■ Source document
The true Miniature Pinscher had a tapered snout, which is not long or short. Males have square bodies with broad deep chests that fall to the elbows with a sleek tummy line. Squared refers to height at shoulders from floor equal to shoulders to rump. The head should be flat, not apple like a Chihuahua. In females, the true Miniature Pinscher will be longer than the male and in many cases have a slightly narrower and longer snout.
Ears are usually cropped at 4 to 5 months. The primary reason is two-fold. One, to ensure the crop fits the dog. By waiting, a veterinarian with experience in this breed can get some idea of the dog’s growth to match the crop to the dog. The other is that this increases the chance that the ears are strong enough to stand with crop. Too many are done at 8 to 10 weeks. The problem here is that ears may be too weak to stand, or it is discovered when the dog is fully grown, its ears are too short or are too long. This does not complement the dog’s build and structure. A proper crop will also not be a straight cut like so many seem to think is correct. A proper crop will leave most of the bell intact and a slight outward curve at the tip. Researching photos of a proper crop and the veterinarian you choose will make a difference in the outcome. Many veterinarians who do know how to crop are no longer doing it, and younger veterinarians are generally not experienced enough to know that a crop for a Miniature Pinscher and a Dobermann are similar but not the same. Much of the decision whether or not to crop has to do with whether or not the dog is being shown. AKC no longer requires ears cropped for show but those who still do it do so for cosmetic purposes only.

■ Supplied entries
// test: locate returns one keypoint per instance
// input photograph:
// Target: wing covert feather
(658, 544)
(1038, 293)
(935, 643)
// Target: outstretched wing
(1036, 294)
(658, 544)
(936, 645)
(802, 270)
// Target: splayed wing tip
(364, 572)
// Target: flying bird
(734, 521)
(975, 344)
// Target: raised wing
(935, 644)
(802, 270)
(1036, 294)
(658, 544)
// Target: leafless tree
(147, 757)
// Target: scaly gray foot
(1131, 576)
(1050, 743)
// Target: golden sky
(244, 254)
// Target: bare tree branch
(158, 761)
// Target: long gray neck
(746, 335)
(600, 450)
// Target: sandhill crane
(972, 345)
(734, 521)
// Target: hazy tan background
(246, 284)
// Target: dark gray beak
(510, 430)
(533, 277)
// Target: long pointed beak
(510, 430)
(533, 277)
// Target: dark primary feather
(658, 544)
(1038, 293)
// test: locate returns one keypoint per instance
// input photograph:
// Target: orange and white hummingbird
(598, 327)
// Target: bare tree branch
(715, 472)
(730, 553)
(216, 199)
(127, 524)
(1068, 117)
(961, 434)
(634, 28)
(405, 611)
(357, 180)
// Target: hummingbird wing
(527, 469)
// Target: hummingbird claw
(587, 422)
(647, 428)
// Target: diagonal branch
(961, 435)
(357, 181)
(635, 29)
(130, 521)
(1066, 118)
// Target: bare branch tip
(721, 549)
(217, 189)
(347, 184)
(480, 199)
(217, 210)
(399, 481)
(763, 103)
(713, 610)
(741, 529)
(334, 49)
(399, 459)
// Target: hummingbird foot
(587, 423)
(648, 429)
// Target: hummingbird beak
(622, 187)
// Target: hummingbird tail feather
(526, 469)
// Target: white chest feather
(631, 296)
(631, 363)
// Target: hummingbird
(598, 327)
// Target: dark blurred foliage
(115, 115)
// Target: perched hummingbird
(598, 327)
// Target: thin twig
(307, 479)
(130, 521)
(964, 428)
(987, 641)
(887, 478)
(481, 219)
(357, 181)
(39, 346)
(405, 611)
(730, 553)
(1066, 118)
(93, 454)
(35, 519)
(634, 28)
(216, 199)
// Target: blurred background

■ Prompt
Could you copy out the entire Miniature Pinscher text above, word for word?

■ Output below
The true Miniature Pinscher had a tapered snout, which is not long or short. Males have square bodies with broad deep chests that fall to the elbows with a sleek tummy line. Squared refers to height at shoulders from floor equal to shoulders to rump. The head should be flat, not apple like a Chihuahua. In females, the true Miniature Pinscher will be longer than the male and in many cases have a slightly narrower and longer snout.
Ears are usually cropped at 4 to 5 months. The primary reason is two-fold. One, to ensure the crop fits the dog. By waiting, a veterinarian with experience in this breed can get some idea of the dog’s growth to match the crop to the dog. The other is that this increases the chance that the ears are strong enough to stand with crop. Too many are done at 8 to 10 weeks. The problem here is that ears may be too weak to stand, or it is discovered when the dog is fully grown, its ears are too short or are too long. This does not complement the dog’s build and structure. A proper crop will also not be a straight cut like so many seem to think is correct. A proper crop will leave most of the bell intact and a slight outward curve at the tip. Researching photos of a proper crop and the veterinarian you choose will make a difference in the outcome. Many veterinarians who do know how to crop are no longer doing it, and younger veterinarians are generally not experienced enough to know that a crop for a Miniature Pinscher and a Dobermann are similar but not the same. Much of the decision whether or not to crop has to do with whether or not the dog is being shown. AKC no longer requires ears cropped for show but those who still do it do so for cosmetic purposes only.